Extracted text Start Marker

As consumers, we ponder the question, "Should I buy organic or local produce?" Though it's best to choose both, that's not always easy, or economical, especially during the winter.
According to Organic Lifestyle Magazine, organic advocates argue that organic is always healthier because it is not genetically modified and is not sprayed with chemical pesticides. On the other hand, the enormous carbon footprint involved in transporting produce is not environmentally sound. Buying locally saves on fossil fuels and supports the local economy.
But Which Option is Healthier?
A study by Stanford University claims that organic produce is no more nutritious than conventional alternatives. Yet, their findings also suggest that eating organic produce reduces exposure to pesticide residues and antibiotic-resistant bacteria.
But is that enough to base a decision on?
Some argue that conventionally-grown local fruits and vegetables may be healthier than transported organic fruits and vegetables. The distance the produce travels and it's time spent in storage greatly degrades the enzyme and nutrient content. And, according to a study by Berkley, organic farmers CAN and DO use non-chemical pesticides, alternatives that are not necessarily safe ...
Most sources agree that it is better for the average person, not affected by chemical sensitivities, to ingest a little pesticides with a lot more vitamins, minerals, and enzymes. So if you want to follow "best practices," steer clear of the dirty dozen (produce known to be laden with high amounts of chemicals) and choose locally or regionally-grown produce when you can. Better yet, buy organic AND local if it is available and affordable.
Good Practices for cleaner, local food:
- Ask your grocery store manager to carry local, organic produce (when available).
- Shop at the farmer's market and ask questions: Does the farmer spray? Do they practice crop rotation? When was the produce harvested and how was it stored?
- In the winter, seek out a winter farmer's market (many communities have them) and shop there first!
- Grow as much of your own food as you can. Remember, even a southern facing window can yield a small indoor winter crop.

Extracted text End Marker

## Instructions to follow
Reproduce, word for word, everything in the article on organic and local produce from "Good Practices for" down to "indoor winter crop.".

Recorded information Start Marker

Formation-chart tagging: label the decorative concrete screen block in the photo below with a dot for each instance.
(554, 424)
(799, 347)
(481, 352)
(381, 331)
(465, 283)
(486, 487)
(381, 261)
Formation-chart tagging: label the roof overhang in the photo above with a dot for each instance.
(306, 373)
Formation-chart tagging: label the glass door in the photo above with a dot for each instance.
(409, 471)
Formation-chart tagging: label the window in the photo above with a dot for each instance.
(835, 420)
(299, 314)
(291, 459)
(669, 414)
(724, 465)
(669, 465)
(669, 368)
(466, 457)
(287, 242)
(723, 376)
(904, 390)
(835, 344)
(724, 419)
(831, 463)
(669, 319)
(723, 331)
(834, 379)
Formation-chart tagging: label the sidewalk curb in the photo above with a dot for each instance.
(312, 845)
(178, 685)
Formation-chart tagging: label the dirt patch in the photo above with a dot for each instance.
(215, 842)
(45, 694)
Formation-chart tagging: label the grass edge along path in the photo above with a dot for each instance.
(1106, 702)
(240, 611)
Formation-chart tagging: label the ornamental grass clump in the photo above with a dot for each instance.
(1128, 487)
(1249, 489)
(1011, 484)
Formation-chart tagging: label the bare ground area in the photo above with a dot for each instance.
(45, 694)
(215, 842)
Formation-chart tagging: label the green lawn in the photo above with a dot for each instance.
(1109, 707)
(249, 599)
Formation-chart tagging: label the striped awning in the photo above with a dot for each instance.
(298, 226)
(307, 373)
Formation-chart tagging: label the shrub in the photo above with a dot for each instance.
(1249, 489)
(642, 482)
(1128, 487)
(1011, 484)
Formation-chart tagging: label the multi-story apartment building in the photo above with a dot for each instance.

Recorded information End Marker

## Response
Good Practices for cleaner, local food:
- Ask your grocery store manager to carry local, organic produce (when available).
- Shop at the farmer's market and ask questions: Does the farmer spray? Do they practice crop rotation? When was the produce harvested and how was it stored?
- In the winter, seek out a winter farmer's market (many communities have them) and shop there first!
- Grow as much of your own food as you can. Remember, even a southern facing window can yield a small indoor winter crop.